Short exercise 1
In the passage on heroes, in which state does Ernest live within sight of the Great Stone Face?
*** Given passage
Who Are Your Heroes?

Who Are Your Heroes?

Tell me your heroes, and I'll tell you what you want to be. Tell me what you think about, and I'll tell you what you will be.

Farfetched? Not at all. For we become like the people we set up as heroes.

Nathaniel Hawthorne's story of Ernest and the "Great Stone Face" illustrates this. Ernest, a country boy, lived within sight of the Great Stone Face in New Hampshire. A legend said that someday a former resident, who resembled the huge man-likeness which towered over the lovely valley, would appear in the valley. The supposed heroes came: a great financial wizard, showering gold coins over the crowd; a famous military hero, resplendent in uniform and medals; a famous statesman, noted for his oratory; and others, noted in some field. After the shouting died down, the residents knew the man had not yet come.
******
*** Data extract
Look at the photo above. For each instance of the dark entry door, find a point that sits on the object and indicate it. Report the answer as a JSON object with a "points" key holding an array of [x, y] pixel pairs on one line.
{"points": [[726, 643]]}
******
*** Data extract
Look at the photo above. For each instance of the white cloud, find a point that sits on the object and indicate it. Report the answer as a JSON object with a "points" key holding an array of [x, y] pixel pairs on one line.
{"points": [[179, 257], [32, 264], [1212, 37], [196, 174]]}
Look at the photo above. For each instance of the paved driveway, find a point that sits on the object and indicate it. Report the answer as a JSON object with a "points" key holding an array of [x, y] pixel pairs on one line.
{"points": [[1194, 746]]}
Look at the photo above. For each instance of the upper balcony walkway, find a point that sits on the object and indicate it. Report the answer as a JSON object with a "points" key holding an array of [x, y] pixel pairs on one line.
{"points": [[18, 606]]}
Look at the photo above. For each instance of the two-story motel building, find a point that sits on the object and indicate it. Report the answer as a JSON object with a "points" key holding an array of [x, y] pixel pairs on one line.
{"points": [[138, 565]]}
******
*** Data extract
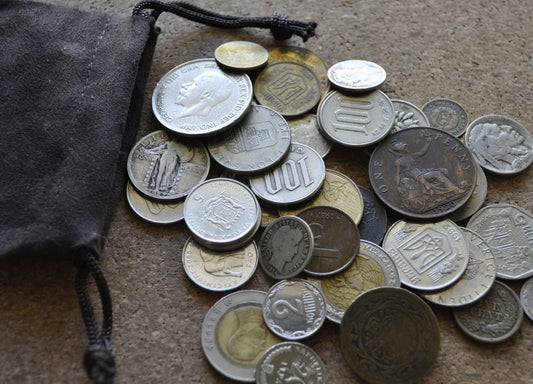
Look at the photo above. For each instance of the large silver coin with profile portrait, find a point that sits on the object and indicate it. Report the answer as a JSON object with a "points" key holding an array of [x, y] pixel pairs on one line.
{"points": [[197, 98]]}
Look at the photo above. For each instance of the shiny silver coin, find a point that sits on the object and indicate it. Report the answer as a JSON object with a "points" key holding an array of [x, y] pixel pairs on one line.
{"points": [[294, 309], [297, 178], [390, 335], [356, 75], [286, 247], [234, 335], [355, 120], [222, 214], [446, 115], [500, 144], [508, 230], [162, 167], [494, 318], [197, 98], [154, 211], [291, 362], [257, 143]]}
******
Short exercise 2
Locate every line in the listing that contains the string "coin", and copy each such line.

Correct output 1
New Hampshire.

Correct output 2
Look at the photo above. For each instance of the large silver coin with profile portrait, find a point that sits on the object and indicate it. Report the answer as a JSON object with a "points" key holding an array of [x, y] pixel pairs on one line.
Look at the photo above. For each instance of the shiny silver coin, find a point that sits on the object and indicate it. Report the answer as a JSON object with a "points" key holding an array of [x, y] pixel pairs on one line.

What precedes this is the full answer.